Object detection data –
****************************************

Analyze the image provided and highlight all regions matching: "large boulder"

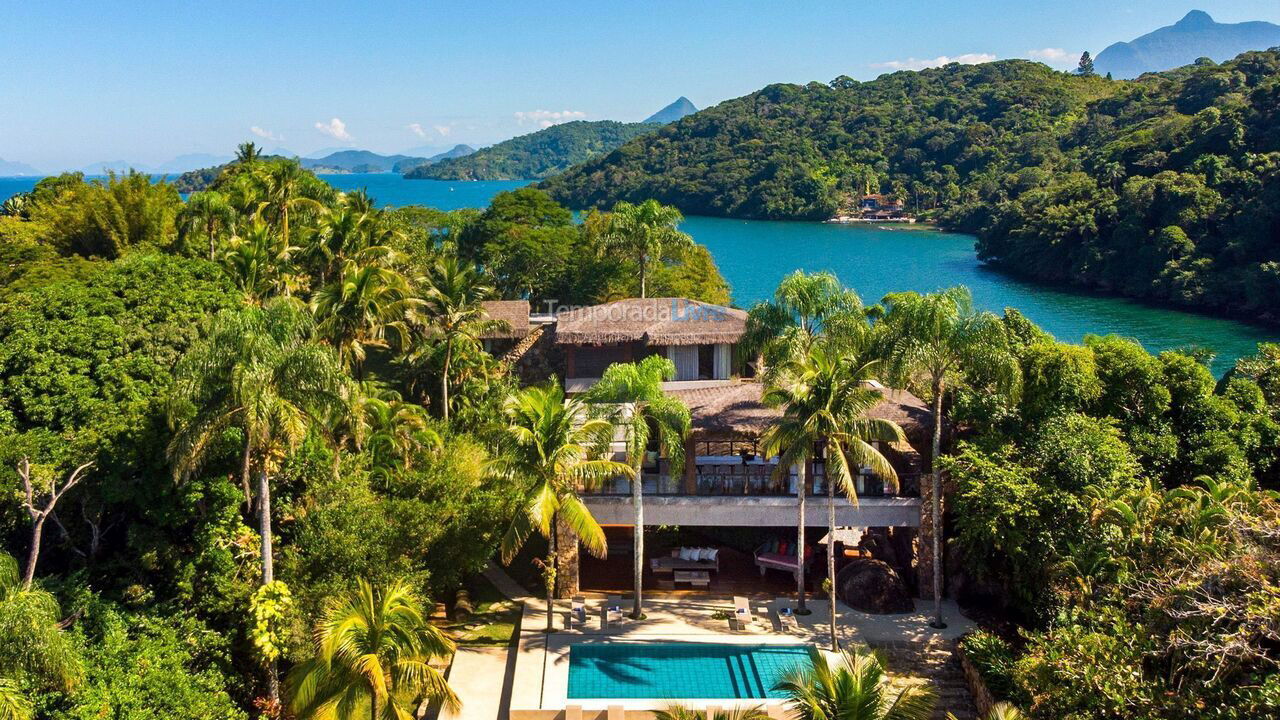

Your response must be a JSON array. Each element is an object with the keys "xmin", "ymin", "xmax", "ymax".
[{"xmin": 836, "ymin": 557, "xmax": 915, "ymax": 615}]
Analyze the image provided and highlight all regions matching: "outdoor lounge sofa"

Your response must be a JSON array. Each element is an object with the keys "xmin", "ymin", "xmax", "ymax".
[
  {"xmin": 649, "ymin": 547, "xmax": 719, "ymax": 573},
  {"xmin": 754, "ymin": 541, "xmax": 813, "ymax": 578}
]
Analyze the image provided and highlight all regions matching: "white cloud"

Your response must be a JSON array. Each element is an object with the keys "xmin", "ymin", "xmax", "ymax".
[
  {"xmin": 516, "ymin": 110, "xmax": 586, "ymax": 128},
  {"xmin": 248, "ymin": 126, "xmax": 283, "ymax": 141},
  {"xmin": 1027, "ymin": 47, "xmax": 1080, "ymax": 65},
  {"xmin": 872, "ymin": 53, "xmax": 996, "ymax": 70},
  {"xmin": 316, "ymin": 118, "xmax": 351, "ymax": 141}
]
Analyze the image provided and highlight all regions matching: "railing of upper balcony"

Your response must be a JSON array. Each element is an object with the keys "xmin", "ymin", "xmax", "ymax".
[{"xmin": 586, "ymin": 462, "xmax": 919, "ymax": 497}]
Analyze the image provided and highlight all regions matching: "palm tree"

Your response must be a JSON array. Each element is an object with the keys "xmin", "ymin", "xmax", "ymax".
[
  {"xmin": 221, "ymin": 220, "xmax": 298, "ymax": 305},
  {"xmin": 311, "ymin": 260, "xmax": 412, "ymax": 378},
  {"xmin": 236, "ymin": 142, "xmax": 262, "ymax": 165},
  {"xmin": 257, "ymin": 160, "xmax": 332, "ymax": 245},
  {"xmin": 357, "ymin": 391, "xmax": 444, "ymax": 478},
  {"xmin": 303, "ymin": 199, "xmax": 401, "ymax": 284},
  {"xmin": 178, "ymin": 190, "xmax": 236, "ymax": 260},
  {"xmin": 585, "ymin": 355, "xmax": 690, "ymax": 619},
  {"xmin": 169, "ymin": 299, "xmax": 346, "ymax": 700},
  {"xmin": 0, "ymin": 551, "xmax": 83, "ymax": 720},
  {"xmin": 774, "ymin": 650, "xmax": 934, "ymax": 720},
  {"xmin": 760, "ymin": 342, "xmax": 905, "ymax": 652},
  {"xmin": 877, "ymin": 287, "xmax": 1019, "ymax": 628},
  {"xmin": 288, "ymin": 579, "xmax": 462, "ymax": 720},
  {"xmin": 653, "ymin": 703, "xmax": 769, "ymax": 720},
  {"xmin": 417, "ymin": 256, "xmax": 503, "ymax": 421},
  {"xmin": 603, "ymin": 197, "xmax": 694, "ymax": 297},
  {"xmin": 742, "ymin": 270, "xmax": 867, "ymax": 376},
  {"xmin": 947, "ymin": 702, "xmax": 1027, "ymax": 720},
  {"xmin": 742, "ymin": 270, "xmax": 868, "ymax": 611},
  {"xmin": 494, "ymin": 379, "xmax": 632, "ymax": 632}
]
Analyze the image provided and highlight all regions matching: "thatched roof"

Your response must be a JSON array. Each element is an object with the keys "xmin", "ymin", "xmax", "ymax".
[
  {"xmin": 480, "ymin": 300, "xmax": 531, "ymax": 340},
  {"xmin": 556, "ymin": 297, "xmax": 746, "ymax": 345},
  {"xmin": 668, "ymin": 380, "xmax": 932, "ymax": 438}
]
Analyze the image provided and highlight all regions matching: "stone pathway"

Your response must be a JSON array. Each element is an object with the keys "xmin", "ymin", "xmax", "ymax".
[{"xmin": 869, "ymin": 638, "xmax": 978, "ymax": 720}]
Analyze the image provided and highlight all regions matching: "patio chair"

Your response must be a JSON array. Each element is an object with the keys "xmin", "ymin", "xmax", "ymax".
[
  {"xmin": 773, "ymin": 597, "xmax": 800, "ymax": 630},
  {"xmin": 604, "ymin": 594, "xmax": 622, "ymax": 629},
  {"xmin": 733, "ymin": 594, "xmax": 755, "ymax": 628}
]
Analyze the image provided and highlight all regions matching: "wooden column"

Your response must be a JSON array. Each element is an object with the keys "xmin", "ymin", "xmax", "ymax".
[{"xmin": 685, "ymin": 436, "xmax": 698, "ymax": 495}]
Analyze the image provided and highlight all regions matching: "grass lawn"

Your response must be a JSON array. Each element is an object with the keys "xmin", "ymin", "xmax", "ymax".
[{"xmin": 440, "ymin": 575, "xmax": 520, "ymax": 646}]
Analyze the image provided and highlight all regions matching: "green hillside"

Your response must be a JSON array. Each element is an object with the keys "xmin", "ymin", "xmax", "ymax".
[
  {"xmin": 404, "ymin": 120, "xmax": 658, "ymax": 181},
  {"xmin": 541, "ymin": 51, "xmax": 1280, "ymax": 320}
]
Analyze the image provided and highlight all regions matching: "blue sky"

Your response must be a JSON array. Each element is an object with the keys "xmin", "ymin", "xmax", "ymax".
[{"xmin": 0, "ymin": 0, "xmax": 1280, "ymax": 170}]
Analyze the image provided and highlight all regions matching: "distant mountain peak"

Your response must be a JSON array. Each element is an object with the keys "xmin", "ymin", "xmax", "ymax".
[
  {"xmin": 644, "ymin": 95, "xmax": 698, "ymax": 124},
  {"xmin": 1174, "ymin": 10, "xmax": 1217, "ymax": 29},
  {"xmin": 1093, "ymin": 10, "xmax": 1280, "ymax": 78}
]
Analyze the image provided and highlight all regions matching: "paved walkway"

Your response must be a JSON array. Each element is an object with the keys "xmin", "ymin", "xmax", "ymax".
[{"xmin": 439, "ymin": 562, "xmax": 532, "ymax": 720}]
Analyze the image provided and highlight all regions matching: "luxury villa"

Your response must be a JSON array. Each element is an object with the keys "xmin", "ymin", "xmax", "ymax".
[
  {"xmin": 455, "ymin": 297, "xmax": 968, "ymax": 720},
  {"xmin": 485, "ymin": 297, "xmax": 932, "ymax": 597}
]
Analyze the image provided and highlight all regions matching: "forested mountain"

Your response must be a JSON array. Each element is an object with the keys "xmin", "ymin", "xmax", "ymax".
[
  {"xmin": 302, "ymin": 150, "xmax": 426, "ymax": 173},
  {"xmin": 392, "ymin": 142, "xmax": 476, "ymax": 174},
  {"xmin": 404, "ymin": 120, "xmax": 658, "ymax": 181},
  {"xmin": 1093, "ymin": 10, "xmax": 1280, "ymax": 78},
  {"xmin": 644, "ymin": 95, "xmax": 698, "ymax": 126},
  {"xmin": 0, "ymin": 158, "xmax": 42, "ymax": 177},
  {"xmin": 543, "ymin": 51, "xmax": 1280, "ymax": 319}
]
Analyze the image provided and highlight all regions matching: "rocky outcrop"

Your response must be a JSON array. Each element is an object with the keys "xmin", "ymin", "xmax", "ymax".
[{"xmin": 836, "ymin": 557, "xmax": 915, "ymax": 615}]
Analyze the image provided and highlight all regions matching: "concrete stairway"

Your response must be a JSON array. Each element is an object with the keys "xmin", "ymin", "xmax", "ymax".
[{"xmin": 872, "ymin": 641, "xmax": 978, "ymax": 720}]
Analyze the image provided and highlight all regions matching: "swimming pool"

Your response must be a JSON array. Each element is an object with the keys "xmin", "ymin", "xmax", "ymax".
[{"xmin": 568, "ymin": 643, "xmax": 812, "ymax": 700}]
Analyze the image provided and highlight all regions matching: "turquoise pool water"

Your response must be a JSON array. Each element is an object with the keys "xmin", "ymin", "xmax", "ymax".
[{"xmin": 568, "ymin": 643, "xmax": 812, "ymax": 700}]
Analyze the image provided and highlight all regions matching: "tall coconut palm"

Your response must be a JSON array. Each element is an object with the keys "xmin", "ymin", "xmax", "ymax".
[
  {"xmin": 604, "ymin": 197, "xmax": 694, "ymax": 297},
  {"xmin": 877, "ymin": 287, "xmax": 1020, "ymax": 628},
  {"xmin": 585, "ymin": 355, "xmax": 690, "ymax": 619},
  {"xmin": 302, "ymin": 199, "xmax": 399, "ymax": 284},
  {"xmin": 742, "ymin": 270, "xmax": 868, "ymax": 368},
  {"xmin": 221, "ymin": 220, "xmax": 298, "ymax": 305},
  {"xmin": 653, "ymin": 703, "xmax": 769, "ymax": 720},
  {"xmin": 494, "ymin": 379, "xmax": 632, "ymax": 632},
  {"xmin": 760, "ymin": 341, "xmax": 905, "ymax": 652},
  {"xmin": 742, "ymin": 270, "xmax": 868, "ymax": 610},
  {"xmin": 236, "ymin": 142, "xmax": 262, "ymax": 164},
  {"xmin": 288, "ymin": 580, "xmax": 462, "ymax": 720},
  {"xmin": 0, "ymin": 552, "xmax": 83, "ymax": 720},
  {"xmin": 178, "ymin": 190, "xmax": 236, "ymax": 260},
  {"xmin": 311, "ymin": 260, "xmax": 412, "ymax": 377},
  {"xmin": 776, "ymin": 650, "xmax": 934, "ymax": 720},
  {"xmin": 257, "ymin": 160, "xmax": 332, "ymax": 245},
  {"xmin": 169, "ymin": 299, "xmax": 346, "ymax": 700},
  {"xmin": 416, "ymin": 256, "xmax": 503, "ymax": 421}
]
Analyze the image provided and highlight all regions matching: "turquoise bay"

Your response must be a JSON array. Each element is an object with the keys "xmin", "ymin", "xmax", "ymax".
[{"xmin": 0, "ymin": 174, "xmax": 1280, "ymax": 373}]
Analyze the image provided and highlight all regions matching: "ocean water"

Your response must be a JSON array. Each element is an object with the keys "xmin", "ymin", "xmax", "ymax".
[
  {"xmin": 0, "ymin": 173, "xmax": 1280, "ymax": 373},
  {"xmin": 568, "ymin": 642, "xmax": 812, "ymax": 700}
]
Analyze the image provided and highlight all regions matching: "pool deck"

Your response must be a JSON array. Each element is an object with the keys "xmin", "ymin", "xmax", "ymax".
[{"xmin": 504, "ymin": 596, "xmax": 973, "ymax": 720}]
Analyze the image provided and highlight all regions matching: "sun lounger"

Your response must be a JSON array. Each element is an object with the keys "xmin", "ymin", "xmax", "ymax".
[
  {"xmin": 733, "ymin": 596, "xmax": 755, "ymax": 628},
  {"xmin": 773, "ymin": 597, "xmax": 800, "ymax": 630},
  {"xmin": 604, "ymin": 594, "xmax": 622, "ymax": 628}
]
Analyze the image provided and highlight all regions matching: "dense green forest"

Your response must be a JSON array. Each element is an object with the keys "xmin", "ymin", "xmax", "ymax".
[
  {"xmin": 541, "ymin": 51, "xmax": 1280, "ymax": 320},
  {"xmin": 404, "ymin": 120, "xmax": 659, "ymax": 181},
  {"xmin": 0, "ymin": 147, "xmax": 727, "ymax": 720},
  {"xmin": 0, "ymin": 142, "xmax": 1280, "ymax": 720}
]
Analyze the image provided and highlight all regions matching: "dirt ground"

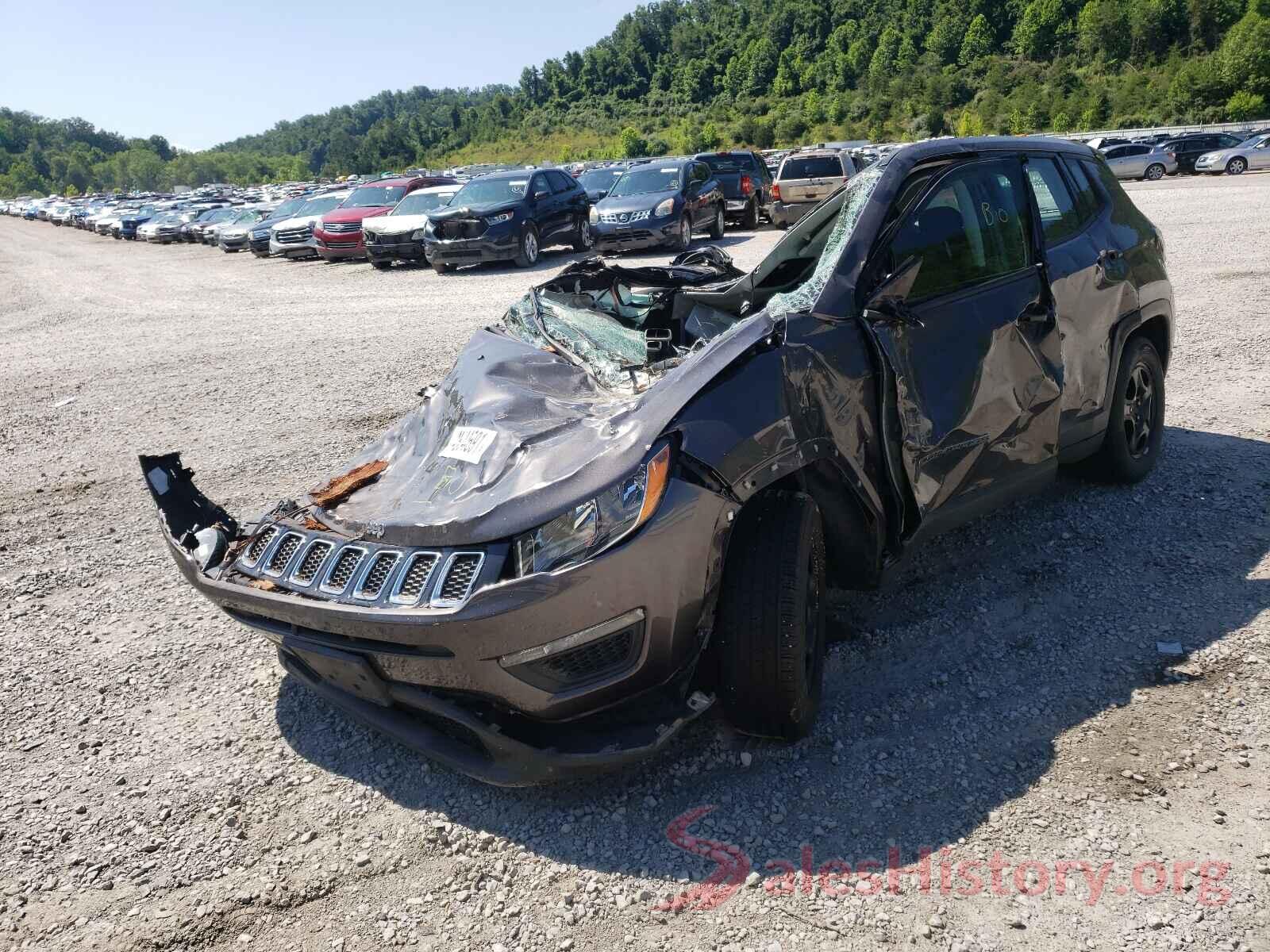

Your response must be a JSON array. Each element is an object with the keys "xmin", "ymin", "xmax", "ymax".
[{"xmin": 0, "ymin": 175, "xmax": 1270, "ymax": 952}]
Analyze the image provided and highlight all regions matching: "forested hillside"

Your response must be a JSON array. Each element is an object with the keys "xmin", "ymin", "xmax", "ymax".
[{"xmin": 0, "ymin": 0, "xmax": 1270, "ymax": 193}]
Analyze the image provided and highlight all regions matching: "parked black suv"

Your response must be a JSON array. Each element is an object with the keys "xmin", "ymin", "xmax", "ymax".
[
  {"xmin": 697, "ymin": 151, "xmax": 772, "ymax": 231},
  {"xmin": 1156, "ymin": 132, "xmax": 1243, "ymax": 175},
  {"xmin": 423, "ymin": 169, "xmax": 592, "ymax": 274},
  {"xmin": 591, "ymin": 159, "xmax": 726, "ymax": 251},
  {"xmin": 141, "ymin": 137, "xmax": 1173, "ymax": 785}
]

****************************************

Exercise task –
Count how many lines of the material contain the string "hillside", with case counting. Give only the number.

Finished exercise –
2